TEXTO PARA LEITURA:

::::::::::

O palco e o mundo


Eu, Pádua Fernandes, dei o título de meu primeiro livro a este blogue porque bem representa os temas sobre que pretendo escrever: assuntos da ordem do palco e da ordem do mundo, bem como aqueles que abrem as fronteiras e instauram a desordem entre os dois campos.
Como escreveu Murilo Mendes, de um lado temos "as ruas gritando de luzes e movimentos" e, de outro, "as colunas da ordem e da desordem"; próximas, sempre.

quarta-feira, 3 de julho de 2019

António Manuel Hespanha (1945-2019): Sobre o pluralismo das fontes e a arbitrariedade dos juristas

Morreu aos 74 anos e com um livro novo na praça, Filhos da Terra: Identidades mestiças nos confins da expansão portuguesa, que espero ainda ler. Rui Tavares escreveu sobre o historiador para O PúblicoThiago Hansen escreveu sobre sua carreira para o Jota (este, para os assinantes do jornal; eu mesmo não o li, mas indico por causa do jovem autor).
Nunca fui aluno dele, tampouco o encontrei pessoalmente; mas, como milhares, li textos seus e eles me causaram muita impressão; por isso, escreverei esta pequena nota, imagino que muitos o fizeram ou estejam a fazer o mesmo.

::::::::::

CONJUNTO DE ITENS:

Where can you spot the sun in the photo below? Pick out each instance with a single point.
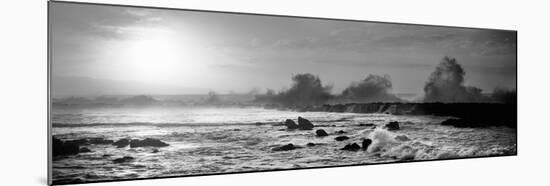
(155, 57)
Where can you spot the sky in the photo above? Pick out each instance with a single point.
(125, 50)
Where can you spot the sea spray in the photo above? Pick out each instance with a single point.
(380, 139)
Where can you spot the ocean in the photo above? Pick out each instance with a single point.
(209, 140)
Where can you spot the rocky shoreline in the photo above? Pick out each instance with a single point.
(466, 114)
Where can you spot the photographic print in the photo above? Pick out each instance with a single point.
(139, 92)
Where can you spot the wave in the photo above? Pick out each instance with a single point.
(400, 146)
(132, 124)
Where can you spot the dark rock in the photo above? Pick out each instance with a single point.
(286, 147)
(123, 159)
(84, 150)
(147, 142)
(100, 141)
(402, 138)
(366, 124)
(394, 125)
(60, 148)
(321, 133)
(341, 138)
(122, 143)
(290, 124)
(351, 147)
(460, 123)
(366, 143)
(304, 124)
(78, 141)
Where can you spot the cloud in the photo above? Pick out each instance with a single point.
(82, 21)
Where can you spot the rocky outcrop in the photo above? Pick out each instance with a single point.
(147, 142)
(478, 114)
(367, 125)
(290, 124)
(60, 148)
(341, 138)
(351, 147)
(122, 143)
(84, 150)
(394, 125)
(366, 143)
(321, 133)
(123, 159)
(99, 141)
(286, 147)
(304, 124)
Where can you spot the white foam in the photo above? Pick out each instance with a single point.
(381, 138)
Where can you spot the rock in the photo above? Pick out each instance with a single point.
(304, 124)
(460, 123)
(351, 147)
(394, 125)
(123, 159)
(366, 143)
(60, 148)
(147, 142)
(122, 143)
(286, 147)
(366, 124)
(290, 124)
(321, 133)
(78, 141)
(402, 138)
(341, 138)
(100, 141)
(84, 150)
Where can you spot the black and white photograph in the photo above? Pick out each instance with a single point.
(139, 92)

::::::::::

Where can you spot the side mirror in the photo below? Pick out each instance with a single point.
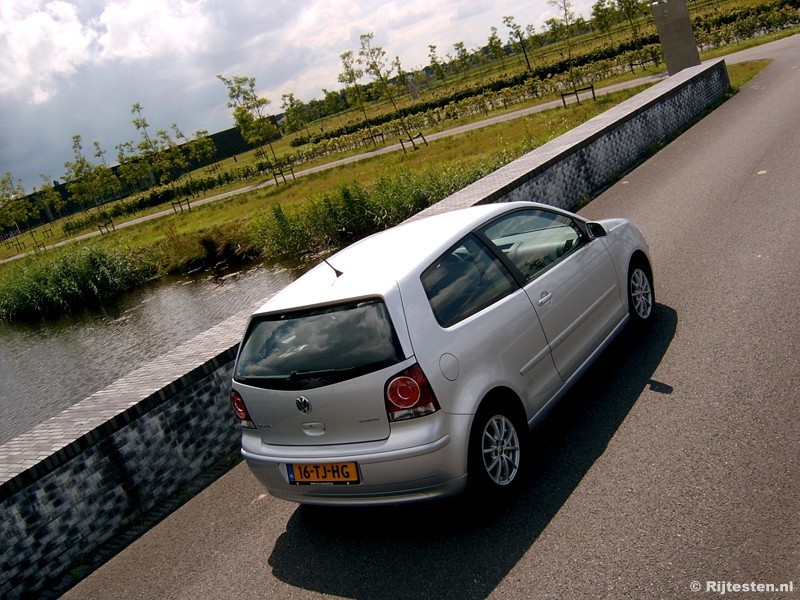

::::::::::

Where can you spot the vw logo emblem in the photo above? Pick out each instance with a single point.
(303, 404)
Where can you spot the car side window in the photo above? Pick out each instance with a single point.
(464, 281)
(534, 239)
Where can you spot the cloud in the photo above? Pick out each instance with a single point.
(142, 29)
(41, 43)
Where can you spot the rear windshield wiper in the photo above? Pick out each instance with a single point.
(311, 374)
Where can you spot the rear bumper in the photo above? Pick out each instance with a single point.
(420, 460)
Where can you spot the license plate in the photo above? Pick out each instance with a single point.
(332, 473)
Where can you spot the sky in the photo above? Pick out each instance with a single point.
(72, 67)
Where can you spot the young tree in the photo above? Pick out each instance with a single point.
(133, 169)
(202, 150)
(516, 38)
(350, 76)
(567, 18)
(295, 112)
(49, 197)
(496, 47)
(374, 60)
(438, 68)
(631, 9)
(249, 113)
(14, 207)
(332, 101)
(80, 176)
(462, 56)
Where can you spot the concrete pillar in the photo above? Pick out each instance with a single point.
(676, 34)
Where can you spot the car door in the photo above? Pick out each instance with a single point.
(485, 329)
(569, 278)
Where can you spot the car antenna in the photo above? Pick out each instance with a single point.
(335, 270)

::::::::::

O PROBLEMA: Transcreva por favor, na íntegra e sem nenhuma alteração, o texto do blogue O palco e o mundo. Os itens são um material à parte, sem relação com o texto.

RESPOSTA CORRETA:
O palco e o mundo


Eu, Pádua Fernandes, dei o título de meu primeiro livro a este blogue porque bem representa os temas sobre que pretendo escrever: assuntos da ordem do palco e da ordem do mundo, bem como aqueles que abrem as fronteiras e instauram a desordem entre os dois campos.
Como escreveu Murilo Mendes, de um lado temos "as ruas gritando de luzes e movimentos" e, de outro, "as colunas da ordem e da desordem"; próximas, sempre.

quarta-feira, 3 de julho de 2019

António Manuel Hespanha (1945-2019): Sobre o pluralismo das fontes e a arbitrariedade dos juristas

Morreu aos 74 anos e com um livro novo na praça, Filhos da Terra: Identidades mestiças nos confins da expansão portuguesa, que espero ainda ler. Rui Tavares escreveu sobre o historiador para O PúblicoThiago Hansen escreveu sobre sua carreira para o Jota (este, para os assinantes do jornal; eu mesmo não o li, mas indico por causa do jovem autor).
Nunca fui aluno dele, tampouco o encontrei pessoalmente; mas, como milhares, li textos seus e eles me causaram muita impressão; por isso, escreverei esta pequena nota, imagino que muitos o fizeram ou estejam a fazer o mesmo.